Ziel – Ändern Sie im Text über den Esoterikmarkt den Abschnitt von "In Deutschland glauben" bis "mehrfachen Millionenbereich sein.", indem Sie "Markt" durch "Sektor" ersetzen. Geben Sie den geänderten Abschnitt vollständig aus.

Seitenauszug –
In Deutschland glauben fast 80 Prozent der Menschen an Schutzengel, der Hinduismus mit seinen Glaubensbekenntnissen und auch andere aus Asien stammende Praktiken und Überzeugungen sind auf dem Vormarsch.

Dieser Markt will und kann befriedigt werden. Wir können also verfolgen, wie sich die Anbieter esoterischer Dienstleistungen zügig entwickeln. Ich weiß leider nicht, was auf diesem Markt allein in Deutschland jährlich umgesetzt wird, denn darüber fehlen konkrete statistische Zahlen. Allerdings dürften diese Umsätze zwischenzeitlich im mehrfachen Millionenbereich sein.

Datenauszug –
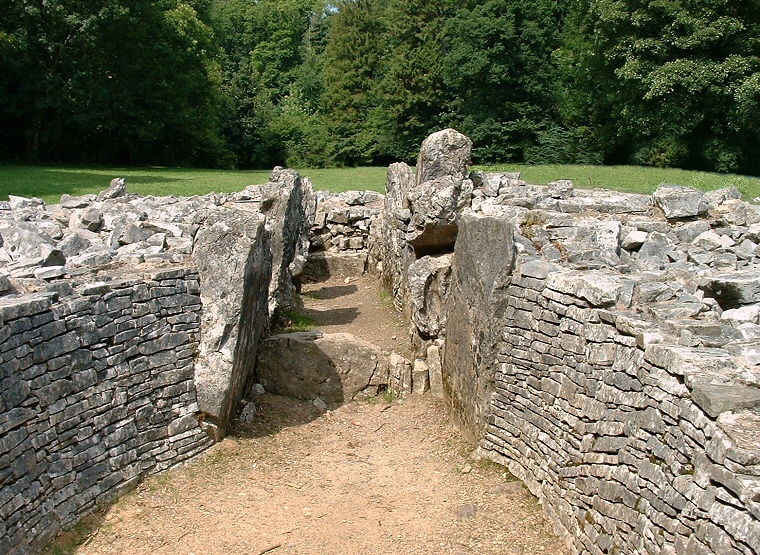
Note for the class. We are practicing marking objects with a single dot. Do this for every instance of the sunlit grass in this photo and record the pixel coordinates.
(50, 182)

Lösung –
In Deutschland glauben fast 80 Prozent der Menschen an Schutzengel, der Hinduismus mit seinen Glaubensbekenntnissen und auch andere aus Asien stammende Praktiken und Überzeugungen sind auf dem Vormarsch.

Dieser Sektor will und kann befriedigt werden. Wir können also verfolgen, wie sich die Anbieter esoterischer Dienstleistungen zügig entwickeln. Ich weiß leider nicht, was auf diesem Sektor allein in Deutschland jährlich umgesetzt wird, denn darüber fehlen konkrete statistische Zahlen. Allerdings dürften diese Umsätze zwischenzeitlich im mehrfachen Millionenbereich sein.